Are you able to quote each entry exactly as written?
____________
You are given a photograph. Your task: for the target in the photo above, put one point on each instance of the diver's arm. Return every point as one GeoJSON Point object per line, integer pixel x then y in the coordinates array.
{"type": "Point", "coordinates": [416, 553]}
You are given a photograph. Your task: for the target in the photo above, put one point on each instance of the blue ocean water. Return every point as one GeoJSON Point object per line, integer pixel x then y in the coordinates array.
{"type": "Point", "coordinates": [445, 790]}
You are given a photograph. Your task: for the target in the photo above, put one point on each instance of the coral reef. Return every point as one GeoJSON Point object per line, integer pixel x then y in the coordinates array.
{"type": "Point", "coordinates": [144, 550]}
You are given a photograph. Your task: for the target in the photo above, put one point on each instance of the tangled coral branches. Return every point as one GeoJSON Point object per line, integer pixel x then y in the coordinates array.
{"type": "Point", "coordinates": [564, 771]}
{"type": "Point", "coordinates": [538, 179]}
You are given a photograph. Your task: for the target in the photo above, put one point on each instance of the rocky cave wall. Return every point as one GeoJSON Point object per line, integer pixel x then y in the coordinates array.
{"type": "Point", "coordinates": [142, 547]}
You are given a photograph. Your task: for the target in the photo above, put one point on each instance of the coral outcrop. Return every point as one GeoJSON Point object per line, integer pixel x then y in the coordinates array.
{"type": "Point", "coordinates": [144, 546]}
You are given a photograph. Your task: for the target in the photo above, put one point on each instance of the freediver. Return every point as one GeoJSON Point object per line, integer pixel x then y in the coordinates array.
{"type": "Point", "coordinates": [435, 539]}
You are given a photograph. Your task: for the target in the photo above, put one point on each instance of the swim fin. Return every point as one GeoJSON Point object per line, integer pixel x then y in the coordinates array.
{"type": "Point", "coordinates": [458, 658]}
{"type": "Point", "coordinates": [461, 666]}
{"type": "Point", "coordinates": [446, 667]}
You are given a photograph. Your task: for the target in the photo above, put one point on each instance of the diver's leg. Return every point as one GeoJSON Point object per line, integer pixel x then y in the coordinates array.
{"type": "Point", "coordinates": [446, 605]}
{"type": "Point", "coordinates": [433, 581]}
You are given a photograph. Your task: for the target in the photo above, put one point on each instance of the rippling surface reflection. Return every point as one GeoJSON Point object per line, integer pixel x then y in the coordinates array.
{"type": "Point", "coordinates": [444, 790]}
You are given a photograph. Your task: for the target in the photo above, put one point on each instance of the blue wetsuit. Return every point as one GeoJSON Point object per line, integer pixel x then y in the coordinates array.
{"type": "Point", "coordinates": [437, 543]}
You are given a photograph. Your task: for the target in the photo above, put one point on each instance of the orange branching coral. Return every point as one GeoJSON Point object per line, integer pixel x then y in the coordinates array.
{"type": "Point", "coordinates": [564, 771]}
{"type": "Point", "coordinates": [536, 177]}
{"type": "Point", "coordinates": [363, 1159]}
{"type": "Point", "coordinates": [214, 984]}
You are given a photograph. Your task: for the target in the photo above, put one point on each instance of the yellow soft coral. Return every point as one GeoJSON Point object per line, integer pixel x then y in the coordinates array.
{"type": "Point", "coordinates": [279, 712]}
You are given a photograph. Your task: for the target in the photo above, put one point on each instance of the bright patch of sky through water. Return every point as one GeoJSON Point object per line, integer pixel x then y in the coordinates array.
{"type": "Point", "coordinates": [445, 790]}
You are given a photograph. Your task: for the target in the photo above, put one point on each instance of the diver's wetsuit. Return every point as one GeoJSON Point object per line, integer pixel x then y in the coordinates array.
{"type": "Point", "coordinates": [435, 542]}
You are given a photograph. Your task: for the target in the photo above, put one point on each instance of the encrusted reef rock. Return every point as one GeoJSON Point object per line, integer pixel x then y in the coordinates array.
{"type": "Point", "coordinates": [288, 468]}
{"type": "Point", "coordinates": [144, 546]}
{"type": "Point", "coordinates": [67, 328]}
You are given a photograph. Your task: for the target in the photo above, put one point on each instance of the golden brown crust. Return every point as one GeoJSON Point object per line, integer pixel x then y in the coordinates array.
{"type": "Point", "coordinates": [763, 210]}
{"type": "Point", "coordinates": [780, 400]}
____________
◆ Solution below ◆
You are given a photograph. Your task: for the target in the photo above, put one point on each instance of the diver's arm. Return every point as one GeoJSON Point object per line, integer pixel x then y in the coordinates array.
{"type": "Point", "coordinates": [416, 553]}
You are given a photograph. Your task: for the target in the photo above, put one point on each instance of the blue ocean water. Return every point as one GeoJSON Point object per line, integer pixel x then y in the coordinates array.
{"type": "Point", "coordinates": [445, 790]}
You are given a photograph. Your task: for the target in the photo above, put one point on each instance of the coral reef. Return every point as one GeoJSON Point object per line, integer pixel x then y in the coordinates array.
{"type": "Point", "coordinates": [144, 550]}
You are given a photograph. Your task: for the target in the photo above, put one point on each instance of the tangled coral branches. Return every point as one GeoJSON Point object per line, integer pixel x then y in the coordinates array.
{"type": "Point", "coordinates": [564, 771]}
{"type": "Point", "coordinates": [538, 179]}
You are given a photograph. Your task: for the target in the photo above, put one point on each instance of the rocky cave wall. Return every point as one GeoJSON Point object per line, integer pixel x then y in the coordinates array.
{"type": "Point", "coordinates": [142, 547]}
You are given a photograph. Your task: for the target in the photo above, put one point on each instance of the coral outcrop. Return every point as one GeoJSON Point object per line, integer pixel x then y in the coordinates array.
{"type": "Point", "coordinates": [144, 546]}
You are given a photograph. Your task: for the target in the photo above, put one point on each instance of the freediver. Return every point as one GeoJSON Point object per line, integer pixel x then y in the coordinates array.
{"type": "Point", "coordinates": [435, 539]}
You are given a photograph. Your task: for the target in the photo above, put one point on each instance of the swim fin. Return every point as one GeoJSON Point object per line, integer pixel x then y in the coordinates array.
{"type": "Point", "coordinates": [458, 658]}
{"type": "Point", "coordinates": [461, 666]}
{"type": "Point", "coordinates": [446, 667]}
You are given a photograph. Your task: for the target in the photo above, put one point on each instance of the diver's leg. Return every point as one GeoJSON Point object per line, integer pixel x then y in the coordinates array.
{"type": "Point", "coordinates": [446, 605]}
{"type": "Point", "coordinates": [433, 581]}
You are given a photograph. Your task: for the target in the photo above, put one point on each instance of the rippling surface reflection. Return every point as one GeoJSON Point object per line, integer pixel x then y in the coordinates array.
{"type": "Point", "coordinates": [444, 790]}
You are given a photograph. Your task: for the target in the photo above, put one point on each instance of the blue wetsuit. Return every point as one GeoJSON Point object per line, integer pixel x then y in the coordinates array.
{"type": "Point", "coordinates": [437, 543]}
You are given a photograph. Your task: for the target in the photo above, put one point on each instance of the orange branching coral. Return every point as one GeoJSON Point object per line, integer pixel x then y in the coordinates array.
{"type": "Point", "coordinates": [564, 771]}
{"type": "Point", "coordinates": [536, 177]}
{"type": "Point", "coordinates": [363, 1159]}
{"type": "Point", "coordinates": [214, 984]}
You are given a photograph. Your task: for the target in the photo above, put one point on each instance of the yellow soft coral. Return every point as one GeoJSON Point object per line, integer pixel x then y in the coordinates array.
{"type": "Point", "coordinates": [279, 712]}
You are given a photograph. Your task: for the target in the photo above, put one point on each instance of the bright patch of sky through water. Return every point as one GeoJSON Point object per line, integer pixel x then y in the coordinates array.
{"type": "Point", "coordinates": [445, 790]}
You are given a photograph. Your task: for the target in the photo above, put one point on each instance of the diver's wetsuit. Return every point as one GeoJSON Point object per line, integer pixel x then y in the coordinates array.
{"type": "Point", "coordinates": [435, 542]}
You are given a photograph. Your task: for the target in the photo above, put one point on each instance of the encrusted reef rock. Return every point as one GeoJSON Point object per line, integer pixel x then y in the coordinates array.
{"type": "Point", "coordinates": [288, 468]}
{"type": "Point", "coordinates": [144, 546]}
{"type": "Point", "coordinates": [67, 328]}
You are given a photograph. Your task: for the target in the photo above, put one point on each instance of the golden brown crust. Return every point as one GeoJSON Point object per line, integer pixel x then y in the coordinates array.
{"type": "Point", "coordinates": [763, 210]}
{"type": "Point", "coordinates": [780, 400]}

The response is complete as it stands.